Stated task:
Please express the data below as a JSON list of strings, with one string for each line and blank lines omitted.

Records supplied:

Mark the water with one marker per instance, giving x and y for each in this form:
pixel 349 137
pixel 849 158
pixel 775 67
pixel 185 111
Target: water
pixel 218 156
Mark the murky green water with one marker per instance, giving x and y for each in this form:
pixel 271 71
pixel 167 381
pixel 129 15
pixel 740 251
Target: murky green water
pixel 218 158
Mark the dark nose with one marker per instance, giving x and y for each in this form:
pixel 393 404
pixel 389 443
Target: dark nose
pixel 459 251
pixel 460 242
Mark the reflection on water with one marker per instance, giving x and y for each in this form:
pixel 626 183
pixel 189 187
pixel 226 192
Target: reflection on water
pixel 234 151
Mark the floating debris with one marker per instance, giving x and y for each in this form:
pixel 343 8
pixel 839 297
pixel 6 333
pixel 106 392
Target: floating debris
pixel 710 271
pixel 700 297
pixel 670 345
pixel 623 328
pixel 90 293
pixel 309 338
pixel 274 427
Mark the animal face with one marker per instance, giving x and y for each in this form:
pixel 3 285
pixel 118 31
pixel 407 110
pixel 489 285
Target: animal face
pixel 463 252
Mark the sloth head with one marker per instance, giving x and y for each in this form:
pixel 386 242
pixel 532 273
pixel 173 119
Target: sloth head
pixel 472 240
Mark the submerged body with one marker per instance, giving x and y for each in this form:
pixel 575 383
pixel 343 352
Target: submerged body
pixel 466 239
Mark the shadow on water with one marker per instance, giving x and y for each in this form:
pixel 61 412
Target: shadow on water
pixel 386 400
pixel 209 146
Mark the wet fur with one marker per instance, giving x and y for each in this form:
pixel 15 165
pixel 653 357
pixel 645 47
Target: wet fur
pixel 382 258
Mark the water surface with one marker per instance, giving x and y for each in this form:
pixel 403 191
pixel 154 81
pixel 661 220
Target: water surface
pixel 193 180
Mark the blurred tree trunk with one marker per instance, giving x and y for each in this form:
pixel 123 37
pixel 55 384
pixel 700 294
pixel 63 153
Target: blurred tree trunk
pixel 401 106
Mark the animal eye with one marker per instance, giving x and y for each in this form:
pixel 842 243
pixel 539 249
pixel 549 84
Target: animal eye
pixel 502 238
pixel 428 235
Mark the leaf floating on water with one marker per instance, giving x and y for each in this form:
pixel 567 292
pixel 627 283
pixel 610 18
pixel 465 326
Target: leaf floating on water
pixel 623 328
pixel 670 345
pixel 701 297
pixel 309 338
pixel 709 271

Reply to the exercise:
[
  "Mark the water with one marker per instance, giving x and y for each in this form:",
  "pixel 349 137",
  "pixel 849 158",
  "pixel 775 67",
  "pixel 185 111",
  "Target: water",
  "pixel 218 156",
  "Mark the murky green water with one marker per instance, giving x and y for each in this form:",
  "pixel 271 71",
  "pixel 167 381",
  "pixel 129 15",
  "pixel 740 251",
  "Target: murky green water",
  "pixel 218 158",
  "Mark the dark nose with one marker per instance, giving x and y for each in this form:",
  "pixel 393 404",
  "pixel 389 443",
  "Target: dark nose",
  "pixel 459 251",
  "pixel 460 242",
  "Mark the reflection on water with one marker per instance, giving x and y for each in this form:",
  "pixel 626 183",
  "pixel 189 187",
  "pixel 226 192",
  "Target: reflection on water",
  "pixel 234 151",
  "Mark the floating debris with one marker per instance, giving x and y for each in this form:",
  "pixel 343 8",
  "pixel 839 297",
  "pixel 6 333",
  "pixel 106 392",
  "Target: floating debris",
  "pixel 710 271",
  "pixel 700 297",
  "pixel 670 345",
  "pixel 623 328",
  "pixel 90 293",
  "pixel 309 338",
  "pixel 274 427",
  "Mark the animal face with one marker per instance, giving x and y for each in this form:",
  "pixel 3 285",
  "pixel 118 31",
  "pixel 407 110",
  "pixel 489 285",
  "Target: animal face",
  "pixel 463 252",
  "Mark the sloth head with one marker per instance, giving x and y for each in this form:",
  "pixel 386 242",
  "pixel 532 273",
  "pixel 173 119",
  "Target: sloth head",
  "pixel 472 240",
  "Mark the submerged body with one marker per instance, giving x and y for each in this form:",
  "pixel 575 383",
  "pixel 343 352",
  "Target: submerged body",
  "pixel 466 239",
  "Mark the shadow on water with one marker per instance, giving x and y for each in this form:",
  "pixel 61 412",
  "Target: shadow on water",
  "pixel 386 400",
  "pixel 209 146",
  "Mark the wet fur with one marker per instance, giving x and y for each in this form:",
  "pixel 15 165",
  "pixel 653 357",
  "pixel 645 47",
  "Target: wet fur",
  "pixel 382 258",
  "Mark the water surface with one marker per instance, giving x and y for each in this form:",
  "pixel 403 191",
  "pixel 154 81",
  "pixel 661 220",
  "Target: water surface",
  "pixel 193 180",
  "Mark the blurred tree trunk with one marker per instance, giving x and y for each in this form:",
  "pixel 123 37",
  "pixel 55 384",
  "pixel 700 294",
  "pixel 63 153",
  "Target: blurred tree trunk",
  "pixel 401 106",
  "Mark the animal eye with one marker per instance, giving x and y for each in this form:",
  "pixel 842 243",
  "pixel 539 249",
  "pixel 549 84",
  "Target: animal eye",
  "pixel 502 238",
  "pixel 428 235",
  "Mark the leaf floating on water with one marker per instance, giving x and y for each in this form:",
  "pixel 567 292",
  "pixel 627 283",
  "pixel 610 18",
  "pixel 465 326",
  "Target: leaf floating on water",
  "pixel 623 328",
  "pixel 670 345",
  "pixel 701 297",
  "pixel 309 338",
  "pixel 709 271"
]